2023-11-08 07:20:32 ET
Summary
- Blue Owl Capital runs a unique fee centric model, which gives it a number of competitive advantages.
- During the most recent earnings call, management has admitted that they may not hit their target of $1 per share dividend by 2025.
- I present the implications and my (realistic) expectations for the stock.
Dear readers,
Blue Owl Capital (OWL) is one of my larger holdings and a company I've written about quite extensively, most recently here . It's not often that you get to a buy a company with 20% growth prospects and an already high dividend of 5%+ and at a very reasonable valuation of 15x earnings. This trifecta led me to accumulate a very significant position just above $10 per share.
Given the size of the position OWL has been one of the most rewarding stocks for me this year with a RoR of about 30% to date. Still, I continue to believe that there's substantial upside on the table here and OWL remains one of the best positioned asset managers in the current high interest rate environment, along with my second favorite pick Apollo Global Management (APO).
Recall that OWL operates in three segments - private credit ($80 Billion in AUM), strategic capital ($50 Billion in AUM) and real estate ($26 Billion in AUM).
Blackstone's (BX) recent earnings have showed quite clearly that private credit and insurance are the best performing sectors today. Private credit benefits from a high interest rate environment and a tight lending market because as borrowers have a harder time getting financing from banks, they turn to asset managers instead. OWL's private credit segment as well as strategic capital, which looks to invest in companies through a combination of debt and equity, is very likely to benefit from growth of the sector. On top of this, the real estate segment owns arguably one of the best net lease portfolios in the country, Warren Buffet's favorite - the former STORE Capital portfolio.
.....
▶ [Given task A]: According to the article on Blue Owl Capital, how much in assets under management does its private credit segment hold?
▶ [Given task B]: Return the passage of the Blue Owl Capital article that opens with the words containing "Blackstone's (BX) recent" and closes with "STORE Capital portfolio.".
▶ [Given task C]: Supply the next part of the Blue Owl Capital article, picking up after its final sentence.

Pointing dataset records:
.....
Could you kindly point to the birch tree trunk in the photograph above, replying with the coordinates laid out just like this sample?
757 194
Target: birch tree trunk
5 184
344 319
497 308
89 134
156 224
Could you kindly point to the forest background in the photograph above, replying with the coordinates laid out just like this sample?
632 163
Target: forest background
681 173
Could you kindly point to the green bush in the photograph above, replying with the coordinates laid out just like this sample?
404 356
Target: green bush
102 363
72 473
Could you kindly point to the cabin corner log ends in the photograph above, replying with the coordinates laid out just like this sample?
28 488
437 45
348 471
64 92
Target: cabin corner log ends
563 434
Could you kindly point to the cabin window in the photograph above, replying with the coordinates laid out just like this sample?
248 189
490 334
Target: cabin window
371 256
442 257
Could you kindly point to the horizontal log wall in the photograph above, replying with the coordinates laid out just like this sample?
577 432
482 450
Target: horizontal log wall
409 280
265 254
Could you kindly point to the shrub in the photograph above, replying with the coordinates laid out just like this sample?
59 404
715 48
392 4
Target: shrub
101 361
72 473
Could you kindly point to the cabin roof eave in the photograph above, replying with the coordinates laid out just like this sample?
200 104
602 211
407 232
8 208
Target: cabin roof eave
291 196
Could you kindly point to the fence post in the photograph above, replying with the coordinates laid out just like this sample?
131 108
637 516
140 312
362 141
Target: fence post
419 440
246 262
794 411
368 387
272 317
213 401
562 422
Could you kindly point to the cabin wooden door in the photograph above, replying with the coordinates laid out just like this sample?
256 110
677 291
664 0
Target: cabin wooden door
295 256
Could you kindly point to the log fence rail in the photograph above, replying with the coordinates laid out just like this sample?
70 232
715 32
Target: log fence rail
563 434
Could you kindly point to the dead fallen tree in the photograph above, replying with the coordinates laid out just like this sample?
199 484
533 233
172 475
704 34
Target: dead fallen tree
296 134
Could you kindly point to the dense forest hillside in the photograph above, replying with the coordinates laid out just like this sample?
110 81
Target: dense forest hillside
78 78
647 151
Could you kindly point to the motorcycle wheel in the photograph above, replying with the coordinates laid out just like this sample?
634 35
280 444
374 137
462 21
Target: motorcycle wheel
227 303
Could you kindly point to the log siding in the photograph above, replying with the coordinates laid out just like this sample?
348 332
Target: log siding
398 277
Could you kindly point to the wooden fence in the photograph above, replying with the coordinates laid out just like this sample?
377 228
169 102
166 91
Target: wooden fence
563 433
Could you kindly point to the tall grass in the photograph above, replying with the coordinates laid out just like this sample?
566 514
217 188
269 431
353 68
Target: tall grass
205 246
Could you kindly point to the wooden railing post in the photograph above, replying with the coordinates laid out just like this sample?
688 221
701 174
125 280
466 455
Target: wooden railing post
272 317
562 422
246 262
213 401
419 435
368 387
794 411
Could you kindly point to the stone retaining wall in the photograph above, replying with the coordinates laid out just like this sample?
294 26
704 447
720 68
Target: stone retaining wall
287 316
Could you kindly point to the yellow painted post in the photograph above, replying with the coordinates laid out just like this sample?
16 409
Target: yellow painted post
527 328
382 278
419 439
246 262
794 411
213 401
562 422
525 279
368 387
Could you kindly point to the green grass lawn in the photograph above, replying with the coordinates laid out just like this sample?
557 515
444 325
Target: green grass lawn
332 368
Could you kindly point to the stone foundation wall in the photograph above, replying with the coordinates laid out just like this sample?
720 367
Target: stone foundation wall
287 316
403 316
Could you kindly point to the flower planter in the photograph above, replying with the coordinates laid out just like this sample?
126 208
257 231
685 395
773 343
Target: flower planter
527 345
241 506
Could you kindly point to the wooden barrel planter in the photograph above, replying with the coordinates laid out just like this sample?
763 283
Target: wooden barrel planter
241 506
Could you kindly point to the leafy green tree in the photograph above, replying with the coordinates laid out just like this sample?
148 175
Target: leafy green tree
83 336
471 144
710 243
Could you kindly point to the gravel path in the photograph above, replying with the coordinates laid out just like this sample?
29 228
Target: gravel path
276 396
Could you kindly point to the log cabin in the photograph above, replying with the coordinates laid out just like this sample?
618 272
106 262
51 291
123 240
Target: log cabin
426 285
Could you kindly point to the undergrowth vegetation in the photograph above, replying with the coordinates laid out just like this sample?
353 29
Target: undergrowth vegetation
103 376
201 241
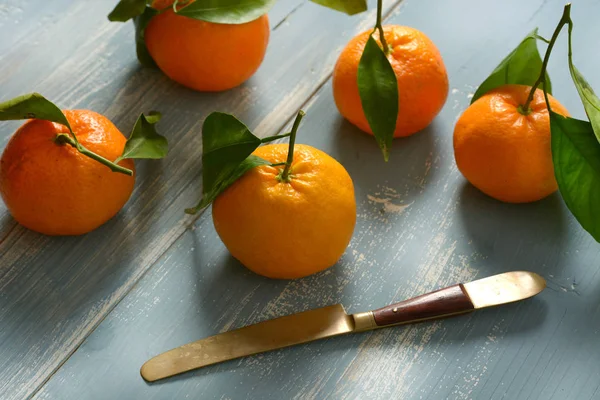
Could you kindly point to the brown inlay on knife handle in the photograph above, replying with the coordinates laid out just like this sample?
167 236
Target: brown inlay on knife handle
444 302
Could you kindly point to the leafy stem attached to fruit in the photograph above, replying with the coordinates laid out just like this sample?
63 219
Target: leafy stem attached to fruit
285 175
565 19
143 142
379 26
64 138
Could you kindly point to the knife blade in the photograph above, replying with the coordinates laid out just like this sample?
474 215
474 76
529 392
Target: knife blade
333 321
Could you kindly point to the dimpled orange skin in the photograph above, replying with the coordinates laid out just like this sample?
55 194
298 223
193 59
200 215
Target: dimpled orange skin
56 190
503 153
202 55
288 230
420 72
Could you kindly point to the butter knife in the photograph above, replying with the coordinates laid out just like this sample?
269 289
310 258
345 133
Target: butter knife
332 321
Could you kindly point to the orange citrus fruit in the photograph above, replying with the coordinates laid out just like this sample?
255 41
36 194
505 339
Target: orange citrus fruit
420 72
289 229
202 55
52 188
503 152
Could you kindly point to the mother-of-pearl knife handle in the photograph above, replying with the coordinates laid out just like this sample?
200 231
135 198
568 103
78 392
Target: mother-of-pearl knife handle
444 302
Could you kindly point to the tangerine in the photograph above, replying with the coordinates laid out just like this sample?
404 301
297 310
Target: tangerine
52 188
203 55
292 228
420 72
505 151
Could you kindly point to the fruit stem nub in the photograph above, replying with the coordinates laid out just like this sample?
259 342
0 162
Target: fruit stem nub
565 19
285 175
64 138
378 26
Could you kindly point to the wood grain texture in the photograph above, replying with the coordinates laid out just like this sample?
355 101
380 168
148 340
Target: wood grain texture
443 302
54 291
419 227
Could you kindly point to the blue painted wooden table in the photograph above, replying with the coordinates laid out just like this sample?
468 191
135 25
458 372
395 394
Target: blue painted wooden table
79 315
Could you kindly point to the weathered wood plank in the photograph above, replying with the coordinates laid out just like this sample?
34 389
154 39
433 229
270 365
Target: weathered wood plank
420 226
53 291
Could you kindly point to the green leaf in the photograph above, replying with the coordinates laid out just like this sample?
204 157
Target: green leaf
576 158
32 105
225 11
127 9
144 141
522 66
226 181
226 146
349 7
378 89
141 21
590 101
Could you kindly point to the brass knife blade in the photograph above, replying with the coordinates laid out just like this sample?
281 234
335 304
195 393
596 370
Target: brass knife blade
333 320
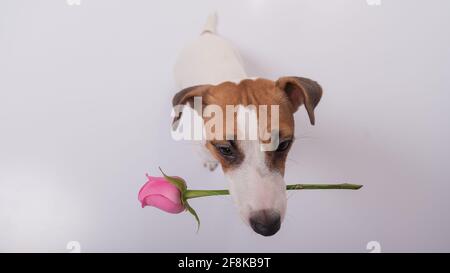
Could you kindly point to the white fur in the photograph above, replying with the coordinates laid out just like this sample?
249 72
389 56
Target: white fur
252 185
209 59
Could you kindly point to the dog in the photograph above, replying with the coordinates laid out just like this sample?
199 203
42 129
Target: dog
211 69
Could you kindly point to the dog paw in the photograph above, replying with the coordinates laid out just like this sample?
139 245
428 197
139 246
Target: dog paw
210 165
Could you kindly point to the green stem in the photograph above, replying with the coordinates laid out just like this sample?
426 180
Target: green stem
345 186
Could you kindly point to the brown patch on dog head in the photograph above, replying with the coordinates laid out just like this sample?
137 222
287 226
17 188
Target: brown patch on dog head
288 93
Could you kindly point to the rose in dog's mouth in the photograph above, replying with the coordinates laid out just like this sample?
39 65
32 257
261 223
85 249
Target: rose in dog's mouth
170 194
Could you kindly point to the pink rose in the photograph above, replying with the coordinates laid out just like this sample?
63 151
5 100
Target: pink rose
160 193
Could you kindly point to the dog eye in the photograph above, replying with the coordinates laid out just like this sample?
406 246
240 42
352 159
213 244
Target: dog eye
284 145
224 150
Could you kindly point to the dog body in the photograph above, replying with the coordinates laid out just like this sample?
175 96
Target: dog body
209 59
212 70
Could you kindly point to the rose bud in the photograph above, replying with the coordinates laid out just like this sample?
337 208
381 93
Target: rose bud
160 193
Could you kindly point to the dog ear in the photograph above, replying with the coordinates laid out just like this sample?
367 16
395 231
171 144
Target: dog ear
301 91
186 97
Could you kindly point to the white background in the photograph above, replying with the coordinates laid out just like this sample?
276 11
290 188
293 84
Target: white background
85 97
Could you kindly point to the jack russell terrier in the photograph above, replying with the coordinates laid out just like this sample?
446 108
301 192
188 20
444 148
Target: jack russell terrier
210 69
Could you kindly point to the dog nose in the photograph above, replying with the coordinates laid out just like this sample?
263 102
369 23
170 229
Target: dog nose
265 222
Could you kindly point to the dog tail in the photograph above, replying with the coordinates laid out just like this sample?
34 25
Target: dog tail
211 24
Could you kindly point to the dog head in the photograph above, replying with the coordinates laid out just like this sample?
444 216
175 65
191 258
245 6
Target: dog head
254 166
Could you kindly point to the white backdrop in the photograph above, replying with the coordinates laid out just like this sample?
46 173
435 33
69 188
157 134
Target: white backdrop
85 97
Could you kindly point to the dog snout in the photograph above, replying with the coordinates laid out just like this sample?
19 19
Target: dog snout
265 222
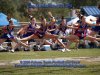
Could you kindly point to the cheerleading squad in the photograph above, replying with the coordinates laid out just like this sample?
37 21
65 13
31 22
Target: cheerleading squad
84 29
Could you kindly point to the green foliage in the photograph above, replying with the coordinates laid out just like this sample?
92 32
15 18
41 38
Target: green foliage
18 8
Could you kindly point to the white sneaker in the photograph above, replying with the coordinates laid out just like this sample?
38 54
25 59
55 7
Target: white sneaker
68 50
17 39
63 50
2 48
12 50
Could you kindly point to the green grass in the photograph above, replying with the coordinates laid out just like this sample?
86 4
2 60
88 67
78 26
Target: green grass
89 70
49 54
92 68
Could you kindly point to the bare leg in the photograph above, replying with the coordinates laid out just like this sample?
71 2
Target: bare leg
29 37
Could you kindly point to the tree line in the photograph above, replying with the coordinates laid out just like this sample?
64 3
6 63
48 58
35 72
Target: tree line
19 10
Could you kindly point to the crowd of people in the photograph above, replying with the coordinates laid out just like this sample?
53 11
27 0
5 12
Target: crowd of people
50 33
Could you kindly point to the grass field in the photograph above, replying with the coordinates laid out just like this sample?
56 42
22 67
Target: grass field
92 68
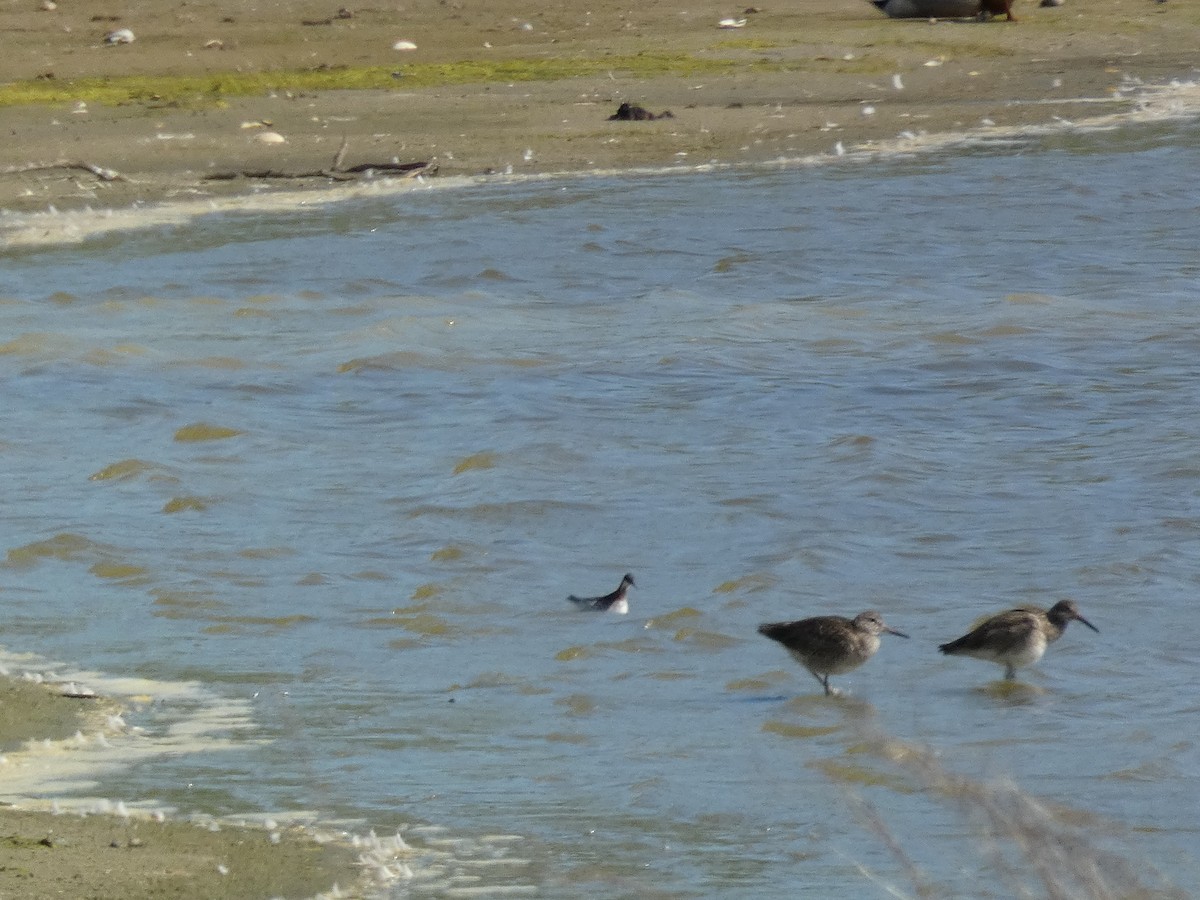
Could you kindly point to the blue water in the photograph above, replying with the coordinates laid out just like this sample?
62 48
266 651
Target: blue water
931 387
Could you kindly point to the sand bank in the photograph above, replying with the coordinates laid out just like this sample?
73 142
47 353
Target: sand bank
57 736
505 88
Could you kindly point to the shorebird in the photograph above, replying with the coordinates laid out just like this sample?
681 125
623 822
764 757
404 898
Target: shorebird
831 645
615 601
1017 637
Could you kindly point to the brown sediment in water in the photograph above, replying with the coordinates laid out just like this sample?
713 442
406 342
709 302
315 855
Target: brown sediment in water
137 856
503 87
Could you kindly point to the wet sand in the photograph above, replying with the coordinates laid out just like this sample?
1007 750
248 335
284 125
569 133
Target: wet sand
81 852
796 79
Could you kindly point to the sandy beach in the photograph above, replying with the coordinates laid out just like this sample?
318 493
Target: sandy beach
487 88
216 89
88 849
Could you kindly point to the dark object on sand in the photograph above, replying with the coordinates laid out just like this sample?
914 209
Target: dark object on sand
945 9
630 113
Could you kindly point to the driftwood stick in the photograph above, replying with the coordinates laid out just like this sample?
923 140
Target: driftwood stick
97 171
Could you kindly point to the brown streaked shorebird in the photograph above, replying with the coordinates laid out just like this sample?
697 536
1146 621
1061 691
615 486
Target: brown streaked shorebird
1017 637
615 601
831 645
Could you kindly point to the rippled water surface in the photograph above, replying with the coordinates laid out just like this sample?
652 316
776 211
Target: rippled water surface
345 465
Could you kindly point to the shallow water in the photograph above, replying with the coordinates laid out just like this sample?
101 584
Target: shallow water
933 387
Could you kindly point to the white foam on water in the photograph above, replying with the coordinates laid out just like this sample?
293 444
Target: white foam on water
1151 103
63 777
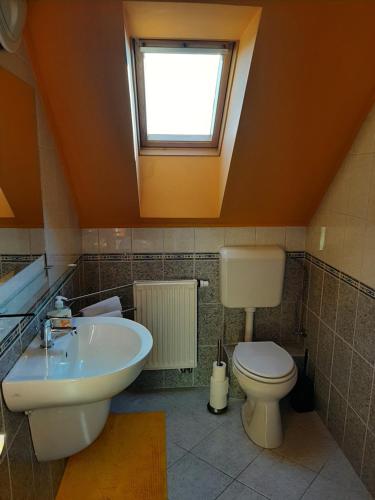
.....
▶ [Written answer A]: $80 billion

▶ [Written answer B]:
Blackstone's (BX) recent earnings have showed quite clearly that private credit and insurance are the best performing sectors today. Private credit benefits from a high interest rate environment and a tight lending market because as borrowers have a harder time getting financing from banks, they turn to asset managers instead. OWL's private credit segment as well as strategic capital, which looks to invest in companies through a combination of debt and equity, is very likely to benefit from growth of the sector. On top of this, the real estate segment owns arguably one of the best net lease portfolios in the country, Warren Buffet's favorite - the former STORE Capital portfolio.

▶ [Written answer C]:
Recent Results
The company has released their Q3 2023 earnings recently. Earnings per share came in as expected at $0.16 per share with distributable earnings a cent higher at $0.17 per share. These results very driven by decent QoQ Fee-bearing AUM growth of 3.6%. As a result, Fee-related earnings (FRE) have increased by a similar amount and reached $412 Million.
I also want to point out that OWL has maintained their 60% margin and their 1.5% average fee, which is about 50% above the industry standard and a key advantage that the company enjoys. The reason for their ability to charge a higher fee is the unique nature of their private credit products.
If we zoom out a little bit, OWL's FRE centric model has proven over the 10 quarters that the company has been public, that it generates very predictable earnings, despite macroeconomic headwinds, which have been significant. A key advantage that OWL enjoys is that a very high percentage (79%) of their capital is permanent. That means that newly raised capital is mostly additive rather than replacing old assets. This is best represented by the inflow to outflow ratio of nearly 5x. That means that for every $1 of outflows, OWL has raised $5. For comparison, BX's inflow to outflow ratio stood at 2.77x in Q3. That's a huge difference which gives OWL a major advantage.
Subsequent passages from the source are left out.